Task brief:
Repeat every row below word for word, leaving out the pictures.

Excerpted data:

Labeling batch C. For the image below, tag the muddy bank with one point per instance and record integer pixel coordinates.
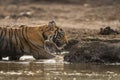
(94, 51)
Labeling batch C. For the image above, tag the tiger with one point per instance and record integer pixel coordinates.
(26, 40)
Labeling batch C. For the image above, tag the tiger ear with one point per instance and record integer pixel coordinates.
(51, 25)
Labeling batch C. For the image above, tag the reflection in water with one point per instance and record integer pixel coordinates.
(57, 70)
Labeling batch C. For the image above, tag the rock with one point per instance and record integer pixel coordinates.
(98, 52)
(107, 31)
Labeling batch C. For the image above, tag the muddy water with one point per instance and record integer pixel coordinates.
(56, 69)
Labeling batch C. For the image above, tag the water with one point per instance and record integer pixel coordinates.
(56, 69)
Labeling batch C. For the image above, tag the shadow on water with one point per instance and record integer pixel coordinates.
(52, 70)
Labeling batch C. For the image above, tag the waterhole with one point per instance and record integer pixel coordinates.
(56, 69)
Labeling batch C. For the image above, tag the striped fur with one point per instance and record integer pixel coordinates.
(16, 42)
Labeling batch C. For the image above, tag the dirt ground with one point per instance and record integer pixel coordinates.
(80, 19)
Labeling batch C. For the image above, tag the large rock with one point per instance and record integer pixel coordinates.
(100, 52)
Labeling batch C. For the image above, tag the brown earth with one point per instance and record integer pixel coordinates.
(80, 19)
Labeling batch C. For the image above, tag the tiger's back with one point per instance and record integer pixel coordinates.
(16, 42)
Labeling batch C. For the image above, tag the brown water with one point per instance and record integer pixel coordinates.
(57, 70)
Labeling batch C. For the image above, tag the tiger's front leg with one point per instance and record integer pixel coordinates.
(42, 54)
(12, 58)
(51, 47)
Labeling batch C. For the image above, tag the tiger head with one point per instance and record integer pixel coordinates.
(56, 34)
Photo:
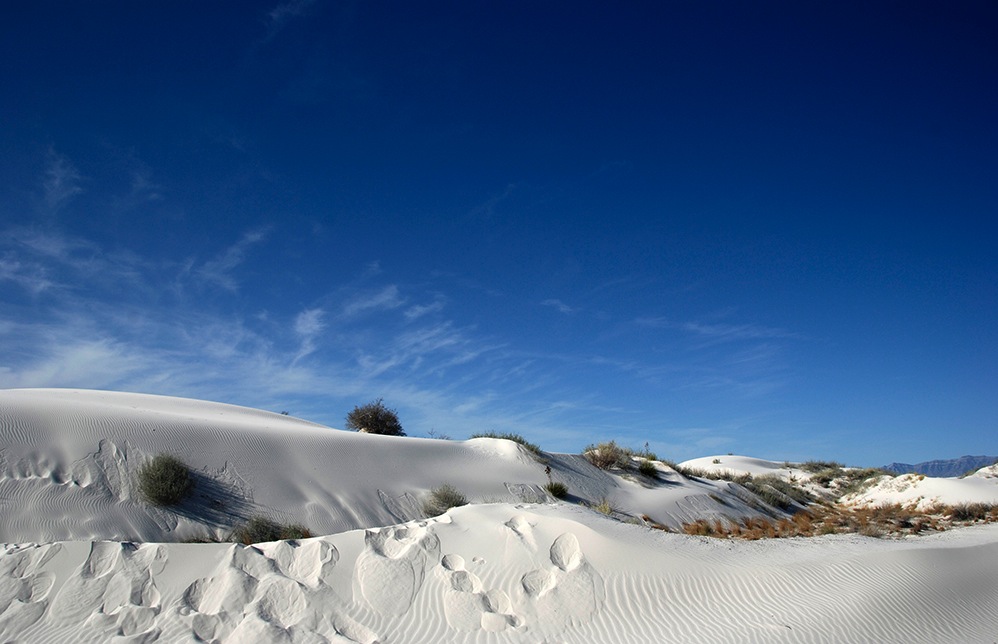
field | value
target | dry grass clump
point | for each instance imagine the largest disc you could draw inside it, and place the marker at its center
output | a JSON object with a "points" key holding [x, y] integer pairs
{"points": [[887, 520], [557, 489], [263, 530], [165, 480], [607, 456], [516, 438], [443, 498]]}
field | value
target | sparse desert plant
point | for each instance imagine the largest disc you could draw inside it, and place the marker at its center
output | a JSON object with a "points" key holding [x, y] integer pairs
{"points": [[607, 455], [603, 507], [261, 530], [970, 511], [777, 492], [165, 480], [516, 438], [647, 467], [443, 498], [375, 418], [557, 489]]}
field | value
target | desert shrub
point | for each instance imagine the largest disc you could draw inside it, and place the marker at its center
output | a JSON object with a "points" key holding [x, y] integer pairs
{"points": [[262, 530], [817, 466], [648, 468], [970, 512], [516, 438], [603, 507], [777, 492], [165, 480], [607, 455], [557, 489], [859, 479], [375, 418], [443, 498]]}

Result:
Labeling batch C. For the image below, tag the muddy bank with one point per instance and record integer pixel coordinates.
(94, 51)
Labeling batch C. For the image above, tag the tiger with one point per instance and record integer pixel coordinates.
(26, 40)
Labeling batch C. For the image above, tag the tiger ear with one point per instance and record integer pixel coordinates.
(51, 25)
Labeling batch C. For the image above, tag the reflection in water with one point per instance and record integer pixel coordinates.
(57, 70)
Labeling batch C. For the image above, tag the rock with one point per instance and record integer pixel coordinates.
(98, 52)
(107, 31)
Labeling batch C. For the image above, tag the muddy water with one point per instance and record integer pixel coordinates.
(56, 69)
Labeling batch C. For the image above, tag the water with one point per instance and record integer pixel coordinates.
(56, 69)
Labeling batch C. For the image above, tag the shadow on water with one point per instance and record integer pixel coordinates.
(52, 70)
Labeling batch C. For the image above, tag the waterhole with one point per instance and record integer pixel coordinates.
(56, 69)
Labeling batch C. For the image above, tag the striped fur with one point per instance and record integer pixel coordinates.
(16, 42)
Labeling batch C. For the image above, tag the dirt ground with one point per instance and record integer pixel coordinates.
(80, 19)
Labeling batch C. For the image above, tag the large rock with one point per instance and record integer pixel coordinates.
(100, 52)
Labeling batch C. For the image above, tag the brown earth with one point per instance and record integer pixel coordinates.
(80, 19)
Labeling batch C. For the image above, tag the tiger's back with one point per instance and record integer pixel coordinates.
(16, 42)
Labeling batch C. For the image above, tag the brown water with one point per instance and record integer pixel coordinates.
(57, 70)
Labeling batch C. For the image above, tag the tiger's front leg with one point per instance and record integer pixel coordinates.
(42, 54)
(12, 58)
(51, 47)
Labeling batch C. For the image above, tag the tiger head with one point per instance and record integer pixel coordinates.
(56, 34)
Photo:
field | value
target | dry grass clump
point | for each instance imagine the largest disc you could draw inside it, and place the marker at its center
output | a JSON object with a "points" key holding [x, y] integer pairs
{"points": [[887, 520], [557, 489], [263, 530], [165, 480], [607, 456], [516, 438], [443, 498]]}
field | value
target | sparse desert plant
point | for each instance imagine the largest disc you could draw inside it, and place the marker at its center
output | a JSON object with a "points" key holding [x, y] integer pairs
{"points": [[607, 455], [603, 507], [261, 530], [970, 511], [777, 492], [165, 480], [516, 438], [647, 467], [443, 498], [375, 418], [557, 489]]}
field | value
target | desert shrub
point | for each instance imagine the largest disc you could draw inside it, and place the marker at its center
output | a JSON object with a "points" key holding [x, y] integer pairs
{"points": [[262, 530], [817, 466], [648, 468], [970, 512], [516, 438], [603, 507], [777, 492], [165, 480], [607, 455], [557, 489], [859, 479], [375, 418], [443, 498]]}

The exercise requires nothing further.